* _EXTRAIT CITÉ_
★ ★ ★ ★
3. EXHORTE tous les gouvernements à :
a. donner la priorité, au plus haut niveau politique, à la lutte urgente contre la dégradation de la nature et l’érosion de la biodiversité, y compris dans le cadre des réunions des Nations Unies de haut niveau à venir ;
b. dans le cadre d’une approche à l’échelle du gouvernement, intégrer entièrement la nature dans toutes les décisions politiques, économiques, culturelles et sociales clés et à travers tous les secteurs pertinents, en coopération avec les acteurs et détenteurs de droits concernés, y compris la société civile et le secteur privé, à tous les niveaux et étapes de prise de décision ;
c. obtenir, dès que possible, un instrument ambitieux, juridiquement contraignant, portant sur la conservation et l'utilisation durable de la biodiversité marine des zones ne relevant pas de la juridiction nationale dans le cadre de la Convention des Nations Unies sur le droit de la mer ;
d. prendre les mesures nécessaires pour éliminer, rediriger, redéfinir ou réformer les subventions et autres incitations identifiées comme potentiellement néfastes pour l'environnement d'ici 2030, ainsi que celles liées aux violations des droits humains, et surtout à la biodiversité et au climat ;
e. garantir le succès de la CdP15 de la CDB, et son segment de haut niveau à Kunming, et vers l'adoption d'un cadre mondial de la biodiversité pour l’après-2020 transformateur, en utilisant efficacement le temps qu'il reste entre aujourd'hui et les réunions de janvier prévues pour rapprocher le processus d'un consensus et des niveaux d'ambition désirés, en particulier sur la structure du cadre, la stratégie de mobilisation des ressources, le mécanisme de mise en œuvre, et l'énonciation spécifique des principaux objectifs, étapes, cibles et concepts comme les solutions fondées sur la nature (SfN) ; et
f. continuer les efforts pour limiter le réchauffement climatique à 1,5 °C pour la biodiversité et les humains, notamment, entre autres, en accélérant de manière significative l’application de solutions fondées sur la nature qui maintiennent et soutiennent la biodiversité tout en contribuant à l’atténuation du changement climatique et à l’adaptation à ce changement.
★ ★ ★ ★
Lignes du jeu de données

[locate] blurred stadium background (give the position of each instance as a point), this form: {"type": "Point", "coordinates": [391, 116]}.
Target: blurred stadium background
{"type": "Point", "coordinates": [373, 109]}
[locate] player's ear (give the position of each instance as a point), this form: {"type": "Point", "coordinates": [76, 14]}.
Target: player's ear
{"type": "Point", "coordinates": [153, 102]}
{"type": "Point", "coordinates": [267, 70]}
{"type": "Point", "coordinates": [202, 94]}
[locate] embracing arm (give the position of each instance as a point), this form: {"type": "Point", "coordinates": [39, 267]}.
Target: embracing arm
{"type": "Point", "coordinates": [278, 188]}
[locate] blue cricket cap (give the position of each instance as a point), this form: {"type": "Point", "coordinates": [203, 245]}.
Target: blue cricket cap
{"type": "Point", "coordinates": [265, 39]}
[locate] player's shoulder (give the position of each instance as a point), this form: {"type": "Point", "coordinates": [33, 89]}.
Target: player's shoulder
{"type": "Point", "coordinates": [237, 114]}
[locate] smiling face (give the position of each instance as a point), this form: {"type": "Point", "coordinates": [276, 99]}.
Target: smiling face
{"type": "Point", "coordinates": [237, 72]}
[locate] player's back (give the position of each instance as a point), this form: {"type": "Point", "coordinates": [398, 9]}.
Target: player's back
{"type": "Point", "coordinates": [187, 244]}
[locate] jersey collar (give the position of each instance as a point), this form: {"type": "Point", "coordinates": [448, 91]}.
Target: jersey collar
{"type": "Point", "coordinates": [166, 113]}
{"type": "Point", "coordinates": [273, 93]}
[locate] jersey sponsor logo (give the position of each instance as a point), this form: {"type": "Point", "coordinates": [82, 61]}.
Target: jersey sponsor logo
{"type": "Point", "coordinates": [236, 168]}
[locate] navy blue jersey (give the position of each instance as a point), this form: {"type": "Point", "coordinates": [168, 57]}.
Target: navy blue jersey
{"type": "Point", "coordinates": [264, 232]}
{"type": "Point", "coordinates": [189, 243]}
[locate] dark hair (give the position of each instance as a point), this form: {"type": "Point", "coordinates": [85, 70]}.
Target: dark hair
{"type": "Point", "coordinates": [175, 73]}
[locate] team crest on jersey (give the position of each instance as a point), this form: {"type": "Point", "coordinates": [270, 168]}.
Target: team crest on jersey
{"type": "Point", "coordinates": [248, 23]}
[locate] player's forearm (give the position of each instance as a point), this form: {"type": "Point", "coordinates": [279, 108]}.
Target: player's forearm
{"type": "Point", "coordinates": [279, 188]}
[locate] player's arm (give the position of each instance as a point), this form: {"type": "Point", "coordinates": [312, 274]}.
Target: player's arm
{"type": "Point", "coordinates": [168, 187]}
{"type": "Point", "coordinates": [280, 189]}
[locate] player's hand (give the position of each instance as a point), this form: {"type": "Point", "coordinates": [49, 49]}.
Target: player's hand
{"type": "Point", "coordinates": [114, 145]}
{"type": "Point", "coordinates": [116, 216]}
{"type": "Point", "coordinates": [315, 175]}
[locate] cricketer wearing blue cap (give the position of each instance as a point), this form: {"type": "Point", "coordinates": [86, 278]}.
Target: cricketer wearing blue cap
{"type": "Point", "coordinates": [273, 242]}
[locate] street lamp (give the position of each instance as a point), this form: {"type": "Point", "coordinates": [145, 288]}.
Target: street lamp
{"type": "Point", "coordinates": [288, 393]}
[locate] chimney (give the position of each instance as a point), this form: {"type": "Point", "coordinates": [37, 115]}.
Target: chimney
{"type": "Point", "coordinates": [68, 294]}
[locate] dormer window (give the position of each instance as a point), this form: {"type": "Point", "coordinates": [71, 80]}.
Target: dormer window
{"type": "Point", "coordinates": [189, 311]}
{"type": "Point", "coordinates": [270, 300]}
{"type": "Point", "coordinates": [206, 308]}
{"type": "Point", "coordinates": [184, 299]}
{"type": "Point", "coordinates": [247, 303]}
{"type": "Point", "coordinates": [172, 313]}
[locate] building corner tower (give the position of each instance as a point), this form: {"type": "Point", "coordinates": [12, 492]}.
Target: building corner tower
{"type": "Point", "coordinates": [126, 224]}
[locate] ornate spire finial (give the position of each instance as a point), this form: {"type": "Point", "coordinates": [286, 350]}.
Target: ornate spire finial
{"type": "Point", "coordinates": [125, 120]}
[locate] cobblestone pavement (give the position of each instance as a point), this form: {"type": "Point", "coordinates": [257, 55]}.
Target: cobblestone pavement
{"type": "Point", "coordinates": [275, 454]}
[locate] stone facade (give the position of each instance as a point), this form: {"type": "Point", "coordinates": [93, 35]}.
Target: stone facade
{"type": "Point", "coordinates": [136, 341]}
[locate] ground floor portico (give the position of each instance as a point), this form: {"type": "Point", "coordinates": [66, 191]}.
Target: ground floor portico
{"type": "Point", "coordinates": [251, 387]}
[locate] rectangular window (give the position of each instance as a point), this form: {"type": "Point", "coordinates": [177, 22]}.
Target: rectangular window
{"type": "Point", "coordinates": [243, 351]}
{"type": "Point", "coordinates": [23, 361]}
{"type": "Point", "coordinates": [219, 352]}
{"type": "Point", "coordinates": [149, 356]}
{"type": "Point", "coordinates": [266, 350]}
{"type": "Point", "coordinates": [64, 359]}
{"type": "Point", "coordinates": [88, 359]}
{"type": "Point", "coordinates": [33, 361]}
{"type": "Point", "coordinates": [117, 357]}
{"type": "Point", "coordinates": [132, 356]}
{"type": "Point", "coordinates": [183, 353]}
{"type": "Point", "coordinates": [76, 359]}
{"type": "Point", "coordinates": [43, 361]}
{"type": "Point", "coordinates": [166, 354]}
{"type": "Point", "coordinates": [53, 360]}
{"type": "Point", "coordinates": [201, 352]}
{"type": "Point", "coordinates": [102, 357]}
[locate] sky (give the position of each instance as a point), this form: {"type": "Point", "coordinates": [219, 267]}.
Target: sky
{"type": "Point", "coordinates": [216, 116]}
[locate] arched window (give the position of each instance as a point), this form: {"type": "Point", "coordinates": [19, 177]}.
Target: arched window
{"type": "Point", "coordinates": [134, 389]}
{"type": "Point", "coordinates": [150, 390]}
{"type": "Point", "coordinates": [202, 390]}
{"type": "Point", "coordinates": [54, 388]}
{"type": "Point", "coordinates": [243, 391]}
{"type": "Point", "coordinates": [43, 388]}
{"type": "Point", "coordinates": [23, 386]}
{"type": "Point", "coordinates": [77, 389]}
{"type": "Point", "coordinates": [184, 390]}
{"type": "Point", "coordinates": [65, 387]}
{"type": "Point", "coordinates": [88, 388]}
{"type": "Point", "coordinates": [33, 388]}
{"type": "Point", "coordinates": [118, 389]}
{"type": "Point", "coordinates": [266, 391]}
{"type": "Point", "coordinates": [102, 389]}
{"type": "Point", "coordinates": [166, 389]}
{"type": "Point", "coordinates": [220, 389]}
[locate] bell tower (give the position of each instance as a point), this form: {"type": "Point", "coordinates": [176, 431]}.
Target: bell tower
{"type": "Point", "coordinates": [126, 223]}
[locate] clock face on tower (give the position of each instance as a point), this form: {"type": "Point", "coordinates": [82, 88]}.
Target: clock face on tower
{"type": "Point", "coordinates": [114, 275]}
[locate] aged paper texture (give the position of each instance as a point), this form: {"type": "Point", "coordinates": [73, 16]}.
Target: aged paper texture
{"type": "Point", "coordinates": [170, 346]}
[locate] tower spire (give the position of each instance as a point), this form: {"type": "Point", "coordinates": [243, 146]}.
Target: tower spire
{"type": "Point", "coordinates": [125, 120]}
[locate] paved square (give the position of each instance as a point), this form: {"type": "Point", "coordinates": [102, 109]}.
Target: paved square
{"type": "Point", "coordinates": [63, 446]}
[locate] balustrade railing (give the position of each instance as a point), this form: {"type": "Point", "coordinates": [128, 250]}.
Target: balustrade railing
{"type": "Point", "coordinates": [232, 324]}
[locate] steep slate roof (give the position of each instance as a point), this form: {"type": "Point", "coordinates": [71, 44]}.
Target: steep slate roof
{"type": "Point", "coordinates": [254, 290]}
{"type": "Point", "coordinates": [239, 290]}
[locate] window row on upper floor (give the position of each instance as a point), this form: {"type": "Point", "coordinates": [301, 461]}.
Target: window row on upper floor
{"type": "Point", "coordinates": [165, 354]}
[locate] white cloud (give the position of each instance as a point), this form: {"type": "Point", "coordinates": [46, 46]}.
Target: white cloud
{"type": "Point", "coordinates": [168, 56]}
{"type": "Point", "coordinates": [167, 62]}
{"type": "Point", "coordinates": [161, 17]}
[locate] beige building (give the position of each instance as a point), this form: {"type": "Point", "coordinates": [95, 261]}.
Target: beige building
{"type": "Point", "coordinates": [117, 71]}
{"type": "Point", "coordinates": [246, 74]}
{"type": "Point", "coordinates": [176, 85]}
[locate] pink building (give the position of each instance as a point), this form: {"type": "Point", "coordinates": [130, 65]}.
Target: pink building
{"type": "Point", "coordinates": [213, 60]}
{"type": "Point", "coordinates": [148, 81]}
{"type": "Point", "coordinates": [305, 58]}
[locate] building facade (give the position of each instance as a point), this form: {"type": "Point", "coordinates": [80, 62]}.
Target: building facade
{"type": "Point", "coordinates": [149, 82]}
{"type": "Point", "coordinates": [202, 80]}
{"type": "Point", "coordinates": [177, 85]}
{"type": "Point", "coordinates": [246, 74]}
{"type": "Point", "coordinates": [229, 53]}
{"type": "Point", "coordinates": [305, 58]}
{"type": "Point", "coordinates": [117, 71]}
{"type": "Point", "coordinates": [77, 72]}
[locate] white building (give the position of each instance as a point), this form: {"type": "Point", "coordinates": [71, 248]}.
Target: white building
★ ★ ★ ★
* _À FAIRE_
Expliquez en une à trois phrases pourquoi, selon l'extrait, le point commençant par « garantir le succès de la CdP15 » demande d'utiliser efficacement le temps qu'il reste avant les réunions de janvier.

* _TÂCHE ACCOMPLIE_
Ce temps doit servir à rapprocher le processus d'un consensus et des niveaux d'ambition désirés, afin de garantir le succès de la CdP15 de la CDB et l'adoption d'un cadre mondial de la biodiversité pour l'après-2020 transformateur. Il s'agit en particulier d'avancer sur la structure du cadre, la stratégie de mobilisation des ressources, le mécanisme de mise en œuvre et l'énonciation des principaux objectifs, étapes, cibles et concepts, comme les solutions fondées sur la nature.